start
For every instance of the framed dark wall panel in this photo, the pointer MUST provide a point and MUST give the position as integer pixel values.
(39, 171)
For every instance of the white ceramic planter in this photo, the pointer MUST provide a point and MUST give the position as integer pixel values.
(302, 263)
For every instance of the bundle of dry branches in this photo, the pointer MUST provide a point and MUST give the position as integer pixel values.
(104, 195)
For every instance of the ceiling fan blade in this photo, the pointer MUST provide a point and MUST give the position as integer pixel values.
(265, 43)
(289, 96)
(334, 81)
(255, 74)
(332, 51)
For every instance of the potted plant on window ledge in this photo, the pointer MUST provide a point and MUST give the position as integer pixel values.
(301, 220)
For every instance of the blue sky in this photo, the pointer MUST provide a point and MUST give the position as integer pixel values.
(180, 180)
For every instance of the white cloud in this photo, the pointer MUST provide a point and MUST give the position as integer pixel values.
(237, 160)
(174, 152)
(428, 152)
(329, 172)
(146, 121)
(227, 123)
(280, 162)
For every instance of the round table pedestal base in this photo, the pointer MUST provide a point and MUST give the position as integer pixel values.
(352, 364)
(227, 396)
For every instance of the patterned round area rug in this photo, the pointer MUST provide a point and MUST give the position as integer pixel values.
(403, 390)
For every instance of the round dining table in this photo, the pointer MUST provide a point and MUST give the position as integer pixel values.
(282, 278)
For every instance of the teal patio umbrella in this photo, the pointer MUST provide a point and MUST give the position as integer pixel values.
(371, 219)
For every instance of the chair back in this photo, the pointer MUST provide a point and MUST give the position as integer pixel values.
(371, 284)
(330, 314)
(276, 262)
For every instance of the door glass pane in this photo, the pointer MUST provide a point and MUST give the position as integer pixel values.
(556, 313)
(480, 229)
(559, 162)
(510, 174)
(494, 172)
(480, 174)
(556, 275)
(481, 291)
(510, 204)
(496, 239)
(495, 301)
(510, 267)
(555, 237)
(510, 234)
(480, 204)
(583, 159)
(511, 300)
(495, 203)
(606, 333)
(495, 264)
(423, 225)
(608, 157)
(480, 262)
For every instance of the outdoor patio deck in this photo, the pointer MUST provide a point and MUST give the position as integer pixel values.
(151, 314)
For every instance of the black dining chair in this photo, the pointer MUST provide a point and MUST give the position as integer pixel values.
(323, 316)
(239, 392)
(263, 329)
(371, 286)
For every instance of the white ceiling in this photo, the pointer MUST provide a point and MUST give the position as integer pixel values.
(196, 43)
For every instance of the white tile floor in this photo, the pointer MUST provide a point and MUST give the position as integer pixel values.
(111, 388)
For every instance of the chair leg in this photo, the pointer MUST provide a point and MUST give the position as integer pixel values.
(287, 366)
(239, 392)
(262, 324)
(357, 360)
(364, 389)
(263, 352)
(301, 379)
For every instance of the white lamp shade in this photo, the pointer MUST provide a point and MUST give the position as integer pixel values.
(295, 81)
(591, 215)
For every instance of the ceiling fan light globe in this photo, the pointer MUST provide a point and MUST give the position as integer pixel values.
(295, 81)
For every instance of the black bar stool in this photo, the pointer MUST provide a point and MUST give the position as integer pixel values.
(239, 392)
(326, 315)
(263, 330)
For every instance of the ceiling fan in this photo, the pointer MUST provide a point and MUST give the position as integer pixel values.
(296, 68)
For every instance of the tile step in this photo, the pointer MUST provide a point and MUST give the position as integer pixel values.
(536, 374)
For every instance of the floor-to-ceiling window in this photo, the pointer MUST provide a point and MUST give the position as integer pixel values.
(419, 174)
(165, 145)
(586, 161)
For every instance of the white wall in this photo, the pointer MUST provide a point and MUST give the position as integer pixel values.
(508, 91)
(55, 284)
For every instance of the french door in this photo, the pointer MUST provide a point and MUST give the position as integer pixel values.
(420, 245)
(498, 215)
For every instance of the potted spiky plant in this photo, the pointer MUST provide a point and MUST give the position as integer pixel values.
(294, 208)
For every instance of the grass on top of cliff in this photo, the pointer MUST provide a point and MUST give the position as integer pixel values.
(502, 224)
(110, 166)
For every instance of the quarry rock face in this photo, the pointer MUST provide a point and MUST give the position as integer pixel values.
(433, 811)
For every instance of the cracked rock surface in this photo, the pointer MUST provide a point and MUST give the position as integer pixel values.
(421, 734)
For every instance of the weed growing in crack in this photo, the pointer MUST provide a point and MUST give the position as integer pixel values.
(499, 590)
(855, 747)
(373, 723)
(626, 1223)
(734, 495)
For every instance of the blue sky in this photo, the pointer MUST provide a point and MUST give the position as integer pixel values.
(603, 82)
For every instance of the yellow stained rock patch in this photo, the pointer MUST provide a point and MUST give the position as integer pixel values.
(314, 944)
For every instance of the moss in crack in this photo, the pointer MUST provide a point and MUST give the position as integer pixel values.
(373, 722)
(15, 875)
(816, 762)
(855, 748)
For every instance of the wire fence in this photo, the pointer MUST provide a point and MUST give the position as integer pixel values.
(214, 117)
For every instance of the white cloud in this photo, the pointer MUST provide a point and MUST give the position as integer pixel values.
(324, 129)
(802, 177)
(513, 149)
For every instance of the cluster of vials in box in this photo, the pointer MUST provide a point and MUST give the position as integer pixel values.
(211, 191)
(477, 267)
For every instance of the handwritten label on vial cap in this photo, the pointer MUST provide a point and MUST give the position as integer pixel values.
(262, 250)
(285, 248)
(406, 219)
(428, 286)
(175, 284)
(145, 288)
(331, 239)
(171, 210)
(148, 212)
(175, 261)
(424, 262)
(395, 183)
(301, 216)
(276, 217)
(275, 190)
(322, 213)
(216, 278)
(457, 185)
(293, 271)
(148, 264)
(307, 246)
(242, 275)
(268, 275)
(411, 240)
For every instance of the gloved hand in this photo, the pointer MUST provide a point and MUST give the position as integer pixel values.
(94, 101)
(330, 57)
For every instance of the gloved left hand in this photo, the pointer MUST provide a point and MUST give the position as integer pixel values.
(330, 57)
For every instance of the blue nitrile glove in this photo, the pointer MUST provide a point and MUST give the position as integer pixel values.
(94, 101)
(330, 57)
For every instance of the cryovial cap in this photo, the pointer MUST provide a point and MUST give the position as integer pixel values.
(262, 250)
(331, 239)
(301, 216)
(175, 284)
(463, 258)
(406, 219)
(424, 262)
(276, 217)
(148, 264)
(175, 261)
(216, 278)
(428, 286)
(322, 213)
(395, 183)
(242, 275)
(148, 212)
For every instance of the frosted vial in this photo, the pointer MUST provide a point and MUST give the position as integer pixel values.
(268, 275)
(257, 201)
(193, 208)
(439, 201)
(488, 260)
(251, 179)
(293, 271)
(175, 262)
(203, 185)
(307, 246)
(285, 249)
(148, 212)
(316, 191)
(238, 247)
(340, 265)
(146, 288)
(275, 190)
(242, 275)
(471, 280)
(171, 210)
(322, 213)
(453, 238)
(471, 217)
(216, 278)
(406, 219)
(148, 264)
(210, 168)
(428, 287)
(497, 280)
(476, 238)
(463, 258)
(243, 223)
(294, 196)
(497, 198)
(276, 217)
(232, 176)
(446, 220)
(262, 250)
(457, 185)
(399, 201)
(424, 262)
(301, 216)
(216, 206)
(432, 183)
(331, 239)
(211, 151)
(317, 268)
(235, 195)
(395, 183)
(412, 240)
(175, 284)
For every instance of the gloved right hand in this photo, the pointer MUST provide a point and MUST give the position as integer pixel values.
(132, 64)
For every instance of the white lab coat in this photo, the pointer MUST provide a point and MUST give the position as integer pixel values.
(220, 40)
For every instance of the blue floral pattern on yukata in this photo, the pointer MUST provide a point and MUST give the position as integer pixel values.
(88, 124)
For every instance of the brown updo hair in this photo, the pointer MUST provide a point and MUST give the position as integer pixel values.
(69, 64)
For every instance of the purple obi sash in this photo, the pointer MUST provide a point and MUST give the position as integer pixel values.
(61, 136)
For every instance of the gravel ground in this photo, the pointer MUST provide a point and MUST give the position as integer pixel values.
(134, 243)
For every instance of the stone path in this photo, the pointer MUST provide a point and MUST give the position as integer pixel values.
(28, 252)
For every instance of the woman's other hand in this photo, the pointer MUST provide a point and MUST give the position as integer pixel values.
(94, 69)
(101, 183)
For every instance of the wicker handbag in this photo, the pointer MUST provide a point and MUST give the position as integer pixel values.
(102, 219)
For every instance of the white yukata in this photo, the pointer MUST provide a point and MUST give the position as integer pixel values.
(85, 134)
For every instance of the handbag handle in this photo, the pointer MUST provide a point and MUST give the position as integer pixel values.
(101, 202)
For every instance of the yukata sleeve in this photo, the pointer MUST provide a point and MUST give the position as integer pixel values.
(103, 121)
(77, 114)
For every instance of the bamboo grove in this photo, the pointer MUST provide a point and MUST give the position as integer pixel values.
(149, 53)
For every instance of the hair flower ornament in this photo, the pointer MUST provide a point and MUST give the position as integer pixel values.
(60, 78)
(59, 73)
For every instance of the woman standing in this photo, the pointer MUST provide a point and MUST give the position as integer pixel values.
end
What you have to do: All lines from the one with "For every instance of the gloved right" through the final line above are to be quoted exactly; quote no other line.

Output of the exercise:
For every instance of the gloved right hand in this photo, the pointer MUST provide a point and MUST give the position as integer pixel values.
(132, 64)
For every instance of the white lab coat in this photo, the pointer MUST provide a point and MUST give the position as integer pixel values.
(220, 40)
For every instance of the blue floral pattern on yukata in this photo, the pointer MUST provide a point and MUST give the position as integer pixel values.
(88, 124)
For every instance of the brown updo hair in this photo, the pointer MUST provide a point and MUST give the position as integer pixel values.
(69, 64)
For every instance of the purple obi sash in this photo, the pointer MUST provide a point and MUST give the position as integer pixel values.
(61, 136)
For every instance of the gravel ground in this photo, the pointer MUST provide a point and MUST give the position as integer pixel values.
(134, 243)
For every instance of the stone path in this photo, the pointer MUST provide a point and MUST give the position as integer pixel values.
(28, 252)
For every instance of the woman's other hand in this photo, the pointer MUST provide a point and MUST give the position as integer pixel values.
(94, 69)
(101, 183)
For every instance of the wicker handbag in this photo, the pointer MUST provide a point and MUST give the position as integer pixel values.
(102, 219)
For every instance of the white yukata in this photo, the pointer MUST provide a point and MUST give the position as integer pixel values.
(85, 134)
For every instance of the handbag handle in this photo, the pointer MUST provide a point and MUST give the position as integer pixel values.
(101, 202)
For every instance of the yukata sleeve in this photo, the pointer MUST provide a point and MUST give the position as integer pixel values.
(103, 121)
(77, 114)
For every instance of the bamboo grove in this photo, the pointer MUST provide a point and MUST give the position as integer pixel values.
(149, 53)
For every instance of the hair flower ornament in this photo, the pointer MUST provide a point and MUST give the position as integer pixel values.
(60, 78)
(59, 73)
For every instance of the woman standing in this photo, the pointer MUST provide a point and MUST give the position as integer pixel values.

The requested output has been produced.